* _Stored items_
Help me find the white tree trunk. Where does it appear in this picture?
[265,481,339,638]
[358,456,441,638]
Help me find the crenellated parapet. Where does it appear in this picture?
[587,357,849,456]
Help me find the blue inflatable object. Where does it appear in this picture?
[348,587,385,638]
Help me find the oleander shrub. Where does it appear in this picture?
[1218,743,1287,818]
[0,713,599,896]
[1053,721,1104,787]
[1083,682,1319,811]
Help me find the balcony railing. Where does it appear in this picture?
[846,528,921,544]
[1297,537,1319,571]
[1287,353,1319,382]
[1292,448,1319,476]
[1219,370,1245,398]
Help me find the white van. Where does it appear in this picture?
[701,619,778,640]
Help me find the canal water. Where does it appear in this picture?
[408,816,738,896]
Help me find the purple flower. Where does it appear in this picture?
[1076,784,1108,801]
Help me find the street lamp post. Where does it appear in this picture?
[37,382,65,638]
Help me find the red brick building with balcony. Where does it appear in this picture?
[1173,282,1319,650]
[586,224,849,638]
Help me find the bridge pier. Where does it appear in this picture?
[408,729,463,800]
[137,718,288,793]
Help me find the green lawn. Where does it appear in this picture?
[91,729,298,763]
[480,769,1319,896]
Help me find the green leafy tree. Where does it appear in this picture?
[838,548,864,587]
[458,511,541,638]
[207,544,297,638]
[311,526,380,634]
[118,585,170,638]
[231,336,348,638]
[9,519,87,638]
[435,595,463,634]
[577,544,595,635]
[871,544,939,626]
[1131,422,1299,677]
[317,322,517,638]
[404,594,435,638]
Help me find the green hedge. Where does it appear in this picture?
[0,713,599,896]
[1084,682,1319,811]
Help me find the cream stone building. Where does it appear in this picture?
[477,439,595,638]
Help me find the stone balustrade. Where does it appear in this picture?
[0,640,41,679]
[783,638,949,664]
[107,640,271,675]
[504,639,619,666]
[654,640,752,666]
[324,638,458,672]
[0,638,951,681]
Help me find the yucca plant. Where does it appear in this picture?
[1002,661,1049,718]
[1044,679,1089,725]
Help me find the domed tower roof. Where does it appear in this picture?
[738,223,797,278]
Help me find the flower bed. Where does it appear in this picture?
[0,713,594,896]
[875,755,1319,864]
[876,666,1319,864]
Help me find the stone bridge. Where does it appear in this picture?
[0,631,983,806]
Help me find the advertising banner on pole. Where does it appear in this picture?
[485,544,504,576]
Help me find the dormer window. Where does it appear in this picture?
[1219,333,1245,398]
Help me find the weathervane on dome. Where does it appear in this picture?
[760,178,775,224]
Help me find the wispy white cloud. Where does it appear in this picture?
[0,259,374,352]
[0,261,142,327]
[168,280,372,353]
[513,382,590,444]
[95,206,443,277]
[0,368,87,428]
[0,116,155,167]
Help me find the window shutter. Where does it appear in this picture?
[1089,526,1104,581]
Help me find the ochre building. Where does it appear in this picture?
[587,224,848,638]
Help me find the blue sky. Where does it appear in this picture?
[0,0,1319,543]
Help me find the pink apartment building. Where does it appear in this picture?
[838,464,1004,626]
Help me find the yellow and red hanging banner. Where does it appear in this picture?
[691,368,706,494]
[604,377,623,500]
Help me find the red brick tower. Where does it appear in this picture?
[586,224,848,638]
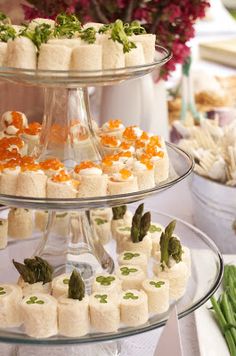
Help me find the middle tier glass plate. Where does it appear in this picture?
[0,143,194,210]
[0,211,223,345]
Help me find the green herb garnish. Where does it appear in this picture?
[123,252,140,261]
[0,25,16,42]
[120,267,138,276]
[94,218,108,225]
[68,269,85,300]
[13,256,53,284]
[80,27,96,44]
[148,225,162,234]
[111,20,136,53]
[19,23,53,50]
[131,204,151,243]
[96,276,115,286]
[123,292,138,300]
[26,296,44,304]
[95,294,107,304]
[112,205,127,220]
[160,220,183,269]
[149,281,165,288]
[54,13,82,38]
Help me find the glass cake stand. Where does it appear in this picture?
[0,208,223,345]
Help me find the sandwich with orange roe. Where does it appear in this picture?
[20,121,42,155]
[133,158,155,190]
[73,161,108,198]
[0,111,28,135]
[108,168,138,195]
[16,156,47,198]
[101,119,125,139]
[46,170,79,199]
[39,158,65,177]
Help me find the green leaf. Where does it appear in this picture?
[68,269,85,300]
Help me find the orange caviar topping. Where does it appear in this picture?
[148,136,161,147]
[0,137,24,148]
[39,158,64,171]
[135,140,145,149]
[108,120,122,130]
[140,131,149,141]
[123,126,137,141]
[74,161,100,173]
[119,142,132,150]
[119,168,132,179]
[101,136,118,147]
[51,170,71,183]
[23,122,42,135]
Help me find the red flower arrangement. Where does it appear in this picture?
[22,0,210,79]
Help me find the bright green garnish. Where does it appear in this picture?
[123,292,138,300]
[19,23,53,50]
[149,281,165,288]
[96,276,115,286]
[94,218,108,225]
[63,278,69,284]
[123,252,140,261]
[68,269,85,300]
[95,294,107,304]
[120,267,138,276]
[80,27,96,44]
[26,296,44,304]
[160,220,183,269]
[0,25,16,42]
[148,225,162,234]
[54,13,81,38]
[119,226,131,231]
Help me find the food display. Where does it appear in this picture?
[0,204,191,339]
[0,111,169,198]
[0,14,156,71]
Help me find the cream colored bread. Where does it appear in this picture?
[71,44,102,71]
[0,284,22,328]
[46,179,77,199]
[38,43,71,70]
[8,208,34,240]
[116,265,146,290]
[89,292,120,333]
[125,42,145,67]
[58,296,90,337]
[142,278,170,314]
[0,218,8,250]
[92,274,122,300]
[108,177,138,195]
[6,36,37,69]
[20,293,58,339]
[118,251,148,274]
[120,289,148,327]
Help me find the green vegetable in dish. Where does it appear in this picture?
[210,265,236,356]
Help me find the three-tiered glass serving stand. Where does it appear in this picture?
[0,45,223,355]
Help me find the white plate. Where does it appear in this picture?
[195,255,236,356]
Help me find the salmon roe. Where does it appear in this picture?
[107,120,122,130]
[23,121,42,135]
[51,170,71,183]
[74,161,100,173]
[39,158,64,171]
[101,136,119,147]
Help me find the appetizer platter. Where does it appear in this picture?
[0,14,222,344]
[0,210,223,344]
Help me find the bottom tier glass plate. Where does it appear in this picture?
[0,211,223,345]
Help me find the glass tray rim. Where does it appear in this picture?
[0,142,194,210]
[0,43,172,80]
[0,209,224,346]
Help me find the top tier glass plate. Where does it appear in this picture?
[0,143,194,211]
[0,45,172,88]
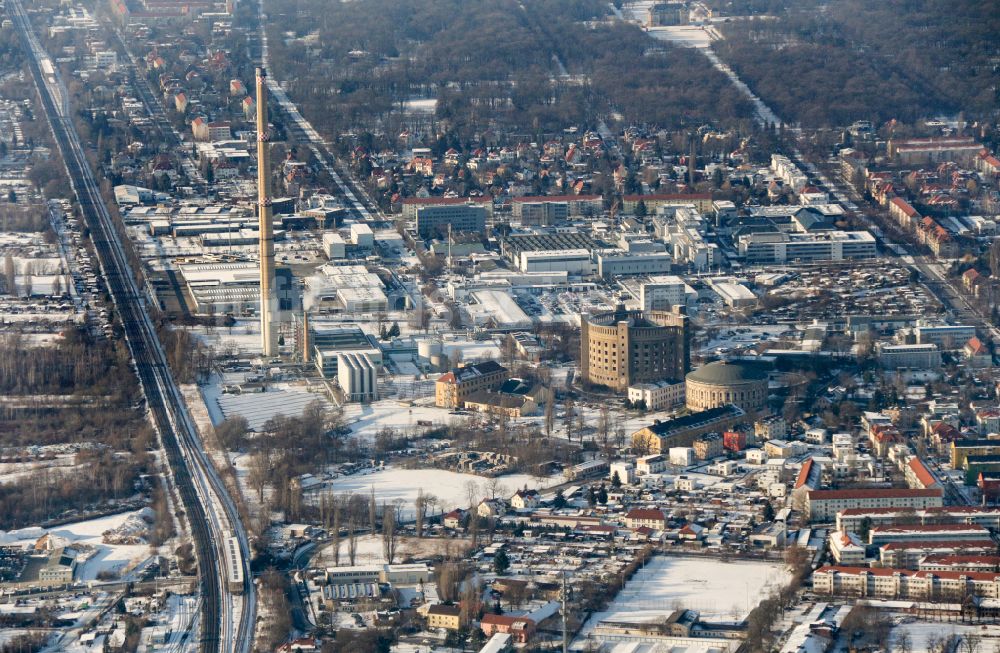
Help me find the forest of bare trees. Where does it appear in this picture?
[262,0,751,146]
[714,0,1000,126]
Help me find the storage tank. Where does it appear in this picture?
[417,340,441,360]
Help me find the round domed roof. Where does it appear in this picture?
[686,361,767,385]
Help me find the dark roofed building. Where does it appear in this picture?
[434,361,509,408]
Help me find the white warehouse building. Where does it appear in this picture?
[518,249,594,276]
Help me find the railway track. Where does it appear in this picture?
[6,0,255,653]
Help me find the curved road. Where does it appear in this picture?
[7,0,256,653]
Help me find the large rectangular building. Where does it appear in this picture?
[434,361,510,408]
[875,342,941,370]
[812,567,1000,601]
[837,506,1000,533]
[622,193,712,215]
[511,195,604,226]
[597,250,673,279]
[632,404,747,453]
[416,204,486,238]
[913,324,976,349]
[402,196,493,221]
[951,440,1000,469]
[639,275,687,311]
[806,489,944,522]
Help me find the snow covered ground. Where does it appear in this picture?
[0,511,153,580]
[580,556,789,639]
[891,621,1000,653]
[333,467,563,520]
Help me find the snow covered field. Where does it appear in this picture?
[333,467,563,520]
[0,511,153,580]
[580,556,789,638]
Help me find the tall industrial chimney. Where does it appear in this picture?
[257,68,278,356]
[302,311,312,363]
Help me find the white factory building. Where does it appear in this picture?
[466,289,532,331]
[739,231,878,264]
[178,263,260,315]
[518,249,594,276]
[306,264,389,313]
[639,274,698,312]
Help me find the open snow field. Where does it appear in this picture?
[332,467,562,520]
[580,556,789,638]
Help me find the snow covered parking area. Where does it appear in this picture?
[581,556,790,638]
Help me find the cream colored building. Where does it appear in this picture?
[685,361,767,413]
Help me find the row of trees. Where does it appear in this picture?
[270,0,751,145]
[715,0,1000,126]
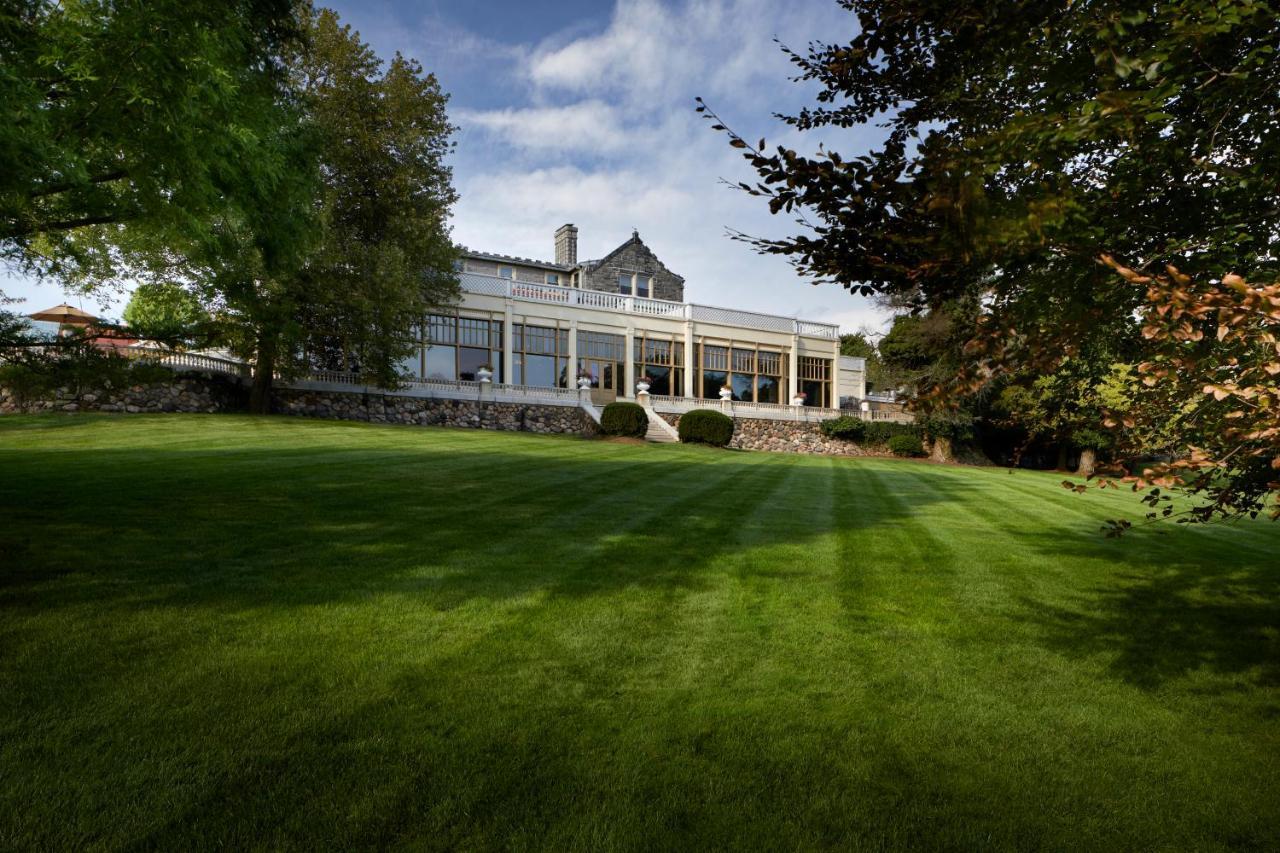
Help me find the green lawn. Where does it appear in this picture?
[0,415,1280,850]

* _Your objective_
Reproduce the items from the beginning up to and including the line with "[587,357,849,456]", swapping "white tree trunk" for "pale tree trunk" and leaving everything else unchanged.

* _Task solution_
Help me find the pale tree trunk. Where does it appear in this picture?
[265,481,339,638]
[358,456,441,638]
Help me find the crenellated parapet. Where does it appear in this picture?
[587,357,849,456]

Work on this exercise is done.